> **YOUR INSTRUCTIONS**:
Return the lines of the material below exactly, beginning with the line that has "Target: metal gate" in it and finishing with the line that has "Target: white rectangular vessel sink" in it. Leave all pictures aside.

> **SUPPLIED MATERIAL**:

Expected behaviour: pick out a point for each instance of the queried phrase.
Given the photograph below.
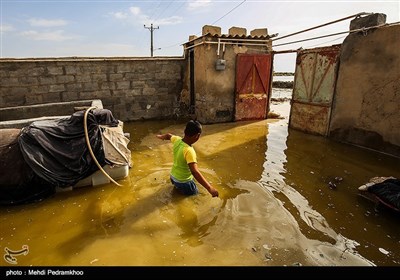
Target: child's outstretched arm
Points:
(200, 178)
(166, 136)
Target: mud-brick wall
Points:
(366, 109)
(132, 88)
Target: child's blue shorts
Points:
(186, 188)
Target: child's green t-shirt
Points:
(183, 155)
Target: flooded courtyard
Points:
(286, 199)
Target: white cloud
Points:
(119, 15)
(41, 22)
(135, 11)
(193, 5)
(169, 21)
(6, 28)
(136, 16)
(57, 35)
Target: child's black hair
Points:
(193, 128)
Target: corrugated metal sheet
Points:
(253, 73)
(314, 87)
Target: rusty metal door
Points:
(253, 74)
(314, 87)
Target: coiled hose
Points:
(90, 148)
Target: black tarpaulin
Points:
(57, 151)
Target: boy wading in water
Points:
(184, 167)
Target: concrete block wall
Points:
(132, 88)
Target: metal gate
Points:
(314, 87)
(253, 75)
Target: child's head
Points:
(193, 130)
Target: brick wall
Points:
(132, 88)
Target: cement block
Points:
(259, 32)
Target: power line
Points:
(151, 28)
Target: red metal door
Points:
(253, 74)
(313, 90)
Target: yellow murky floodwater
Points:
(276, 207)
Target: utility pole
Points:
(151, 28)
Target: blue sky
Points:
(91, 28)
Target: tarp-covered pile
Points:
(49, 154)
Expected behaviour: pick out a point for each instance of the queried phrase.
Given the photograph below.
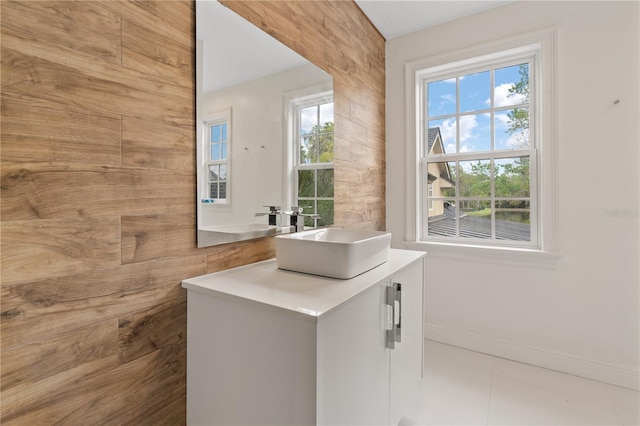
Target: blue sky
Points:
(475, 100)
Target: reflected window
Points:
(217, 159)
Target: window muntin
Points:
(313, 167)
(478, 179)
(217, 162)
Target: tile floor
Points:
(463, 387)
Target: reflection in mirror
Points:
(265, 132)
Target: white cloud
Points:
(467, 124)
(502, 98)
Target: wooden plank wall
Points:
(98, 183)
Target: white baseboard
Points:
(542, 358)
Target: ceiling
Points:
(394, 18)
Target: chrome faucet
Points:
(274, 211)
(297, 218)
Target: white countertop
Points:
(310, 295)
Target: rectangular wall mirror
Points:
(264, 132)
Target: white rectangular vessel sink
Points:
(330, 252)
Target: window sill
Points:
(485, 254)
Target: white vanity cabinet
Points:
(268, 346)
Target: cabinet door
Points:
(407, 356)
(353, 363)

> **SOLUTION**:
Target: metal gate
Points:
(314, 87)
(253, 75)
Target: child's head
Points:
(193, 130)
Target: brick wall
Points:
(132, 88)
Target: cement block
Points:
(259, 32)
Target: power line
Points:
(151, 28)
Target: red metal door
Points:
(253, 74)
(313, 90)
Target: yellow murky floodwater
Points:
(276, 207)
Target: utility pole
Points:
(151, 28)
Target: blue sky
Points:
(91, 28)
Target: tarp-covered pile
Points:
(49, 154)
Expected behaviour: pick out a point for each instance of the queried phrase.
Given the photograph below.
Target: blue sky
Points:
(475, 100)
Target: reflected window
Points:
(217, 159)
Target: window muntin
Points:
(313, 167)
(478, 179)
(217, 162)
Target: tile floor
Points:
(463, 387)
Target: reflection in mirror
Points:
(265, 132)
Target: white cloud
Points:
(467, 124)
(502, 98)
Target: wooden plank wall
Points:
(98, 183)
Target: white baseboard
Points:
(542, 358)
Target: ceiling
Points:
(394, 18)
Target: chrome faucet
Points:
(274, 211)
(297, 218)
Target: white countertop
Points:
(310, 295)
Target: rectangular wall mirror
Points:
(264, 132)
Target: white rectangular vessel sink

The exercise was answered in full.